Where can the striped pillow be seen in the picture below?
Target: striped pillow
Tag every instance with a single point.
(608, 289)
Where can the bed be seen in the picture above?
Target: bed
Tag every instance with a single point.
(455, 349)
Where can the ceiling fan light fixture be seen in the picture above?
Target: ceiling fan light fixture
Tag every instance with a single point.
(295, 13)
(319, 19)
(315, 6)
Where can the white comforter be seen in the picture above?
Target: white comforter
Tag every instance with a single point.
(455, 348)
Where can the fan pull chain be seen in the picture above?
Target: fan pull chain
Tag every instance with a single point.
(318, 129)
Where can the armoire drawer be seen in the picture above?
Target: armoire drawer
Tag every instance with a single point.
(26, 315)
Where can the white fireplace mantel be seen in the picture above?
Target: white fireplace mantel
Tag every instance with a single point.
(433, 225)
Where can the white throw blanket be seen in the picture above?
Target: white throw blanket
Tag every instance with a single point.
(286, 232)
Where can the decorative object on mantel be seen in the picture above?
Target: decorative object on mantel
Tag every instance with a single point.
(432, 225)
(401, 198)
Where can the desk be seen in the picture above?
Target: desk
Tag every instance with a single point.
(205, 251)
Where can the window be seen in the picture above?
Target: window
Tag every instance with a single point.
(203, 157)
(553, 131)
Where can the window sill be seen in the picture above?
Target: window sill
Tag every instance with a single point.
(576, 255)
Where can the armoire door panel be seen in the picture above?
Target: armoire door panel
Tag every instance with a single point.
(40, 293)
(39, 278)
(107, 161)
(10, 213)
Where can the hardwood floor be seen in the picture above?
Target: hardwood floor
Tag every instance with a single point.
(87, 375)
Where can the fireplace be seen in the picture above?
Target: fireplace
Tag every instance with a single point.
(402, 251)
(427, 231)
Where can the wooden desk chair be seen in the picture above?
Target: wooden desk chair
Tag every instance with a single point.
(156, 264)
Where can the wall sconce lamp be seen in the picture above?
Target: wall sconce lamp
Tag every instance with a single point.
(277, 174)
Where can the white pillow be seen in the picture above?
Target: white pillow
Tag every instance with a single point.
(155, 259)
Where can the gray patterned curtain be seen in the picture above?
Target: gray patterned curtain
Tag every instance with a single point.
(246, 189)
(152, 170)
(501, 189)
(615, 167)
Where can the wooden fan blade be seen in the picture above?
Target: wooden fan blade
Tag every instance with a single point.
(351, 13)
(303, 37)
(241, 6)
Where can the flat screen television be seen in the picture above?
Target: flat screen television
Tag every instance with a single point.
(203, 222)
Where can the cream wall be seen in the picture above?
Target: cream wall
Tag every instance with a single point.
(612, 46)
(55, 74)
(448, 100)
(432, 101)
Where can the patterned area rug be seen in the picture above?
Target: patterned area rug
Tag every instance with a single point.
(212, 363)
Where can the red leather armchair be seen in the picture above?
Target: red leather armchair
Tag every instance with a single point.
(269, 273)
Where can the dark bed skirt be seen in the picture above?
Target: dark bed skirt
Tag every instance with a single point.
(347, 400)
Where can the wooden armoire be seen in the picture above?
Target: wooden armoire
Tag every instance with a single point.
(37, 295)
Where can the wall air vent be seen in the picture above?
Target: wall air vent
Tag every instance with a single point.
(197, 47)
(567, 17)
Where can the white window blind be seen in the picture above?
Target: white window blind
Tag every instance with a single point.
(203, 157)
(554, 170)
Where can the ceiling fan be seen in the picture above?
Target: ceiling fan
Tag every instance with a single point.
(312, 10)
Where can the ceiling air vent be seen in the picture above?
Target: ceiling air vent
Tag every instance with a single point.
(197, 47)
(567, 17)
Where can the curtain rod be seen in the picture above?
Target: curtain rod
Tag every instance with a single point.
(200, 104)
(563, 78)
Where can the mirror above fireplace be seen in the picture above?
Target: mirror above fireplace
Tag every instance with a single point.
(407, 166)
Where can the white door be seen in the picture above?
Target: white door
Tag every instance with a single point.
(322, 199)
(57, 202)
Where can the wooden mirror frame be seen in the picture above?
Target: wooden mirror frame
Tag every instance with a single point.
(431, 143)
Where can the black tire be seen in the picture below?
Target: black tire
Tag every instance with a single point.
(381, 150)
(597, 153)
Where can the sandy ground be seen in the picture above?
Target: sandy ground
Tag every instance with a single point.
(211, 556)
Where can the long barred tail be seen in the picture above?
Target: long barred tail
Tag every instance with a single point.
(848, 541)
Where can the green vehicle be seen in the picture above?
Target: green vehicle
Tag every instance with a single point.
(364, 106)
======
## Exercise details
Return all of the data word for word.

## Reply
Where can the striped pillow be seen in the picture below?
Target: striped pillow
Tag every instance with a single point.
(608, 289)
Where can the bed be seen in the picture above?
Target: bed
Tag every instance with a single point.
(455, 349)
Where can the ceiling fan light fixture be seen in the picture above?
Target: ceiling fan light fixture
Tag every instance with a single point.
(295, 13)
(319, 19)
(315, 6)
Where can the white comforter be seen in the picture above?
Target: white comforter
Tag every instance with a single point.
(455, 348)
Where can the fan pull chain be seen in the picture above?
Target: fan pull chain
Tag every instance with a single point.
(318, 129)
Where can the armoire drawer be seen in the picture above?
Target: armoire drawer
Tag every instance with a single point.
(26, 315)
Where can the white fireplace mantel be seen in the picture above?
Target: white fireplace mantel
Tag every instance with a single point.
(433, 225)
Where can the white throw blanket be seen in the picture above?
Target: white throw blanket
Tag every instance with a single point.
(286, 232)
Where can the decorative object on mantel be seen in the picture above?
Target: decorative object on mantel
Tag every instance with a single point.
(432, 225)
(401, 198)
Where can the desk be seen in the picture above?
Target: desk
Tag every instance with a single point.
(205, 251)
Where can the window be seen in the picture above?
Target: window
Tag every instance with a single point.
(203, 157)
(553, 131)
Where can the window sill be seen in the picture above?
Target: window sill
Tag every instance with a single point.
(576, 255)
Where can the armoire door panel be seen in the picture above?
Target: armoire door panel
Tag every instance with a single point.
(40, 293)
(39, 278)
(107, 161)
(10, 213)
Where can the hardwood floor be seen in the picture above?
Target: hardwood floor
Tag every instance with a single point.
(87, 375)
Where can the fireplace be seen in the picture above?
Target: fireplace
Tag every instance with a single point.
(402, 251)
(427, 231)
Where can the wooden desk chair be seen in the picture above?
Target: wooden desk chair
Tag every instance with a single point.
(156, 264)
Where can the wall sconce lamp be seen in the picture above?
Target: wall sconce lamp
Tag every instance with a single point.
(277, 174)
Where can the white pillow be seen in the picture above?
Target: white pillow
Tag every instance with a single point.
(155, 259)
Where can the gray patterned curtain be seen in the picture above?
Target: gray patterned curtain
Tag every instance with a single point.
(246, 189)
(152, 170)
(501, 189)
(615, 167)
Where can the wooden fan blade be seen in the picture above?
Target: wooden fan blade
Tag every instance with a single point.
(351, 13)
(303, 37)
(241, 6)
Where can the flat screen television be seen in the picture above?
Target: flat screen television
Tag every instance with a single point.
(203, 222)
Where can the cream wall be seen in the picture above?
Target: cream wall
Tag every instance with a single point.
(612, 46)
(55, 74)
(448, 100)
(432, 101)
Where can the patterned area rug be seen in the picture above?
Target: patterned area rug
Tag every instance with a single point.
(212, 363)
Where can the red leather armchair be seen in the picture above?
Target: red leather armchair
Tag every instance with a single point.
(269, 273)
Where can the dark bed skirt be seen in the picture above?
Target: dark bed skirt
Tag every instance with a single point.
(347, 400)
Where can the wooden armoire be seen in the picture above?
Target: wooden armoire
Tag every instance with a single point.
(37, 295)
Where can the wall air vent be seen in the picture above?
Target: wall air vent
Tag every instance with a single point.
(197, 47)
(567, 17)
Where can the white window blind be seen in the picture above?
Target: white window blind
Tag every instance with a single point.
(203, 157)
(554, 170)
Where can the ceiling fan be seen in the picture above?
Target: ceiling fan
Tag every instance with a single point.
(312, 10)
Where can the ceiling air vent be seen in the picture above?
Target: ceiling air vent
Tag every instance with a single point.
(197, 47)
(567, 17)
Where can the curtain rod be seen in the picture above?
Target: curtain rod
Tag every instance with a single point.
(200, 104)
(563, 78)
Where can the mirror above fireplace be seen in the picture above?
Target: mirror above fireplace
Tag every instance with a single point.
(407, 166)
Where can the white door be seen in the picture above?
Target: white door
Tag every instance with a single point.
(322, 199)
(57, 202)
Where can the wooden mirror frame be seen in the picture above?
Target: wooden mirror frame
Tag every instance with a single point.
(431, 143)
Where can the black tire be seen in the picture below?
Target: black tire
Tag every instance with a single point.
(381, 150)
(597, 153)
Where can the sandy ground be seen in the picture above?
Target: sandy ground
Tag every instance with a single point.
(211, 556)
Where can the long barred tail be seen in the picture above?
Target: long barred tail
Tag every instance with a single point.
(848, 541)
Where can the green vehicle be seen in the picture above?
Target: green vehicle
Tag every instance with a single point.
(364, 106)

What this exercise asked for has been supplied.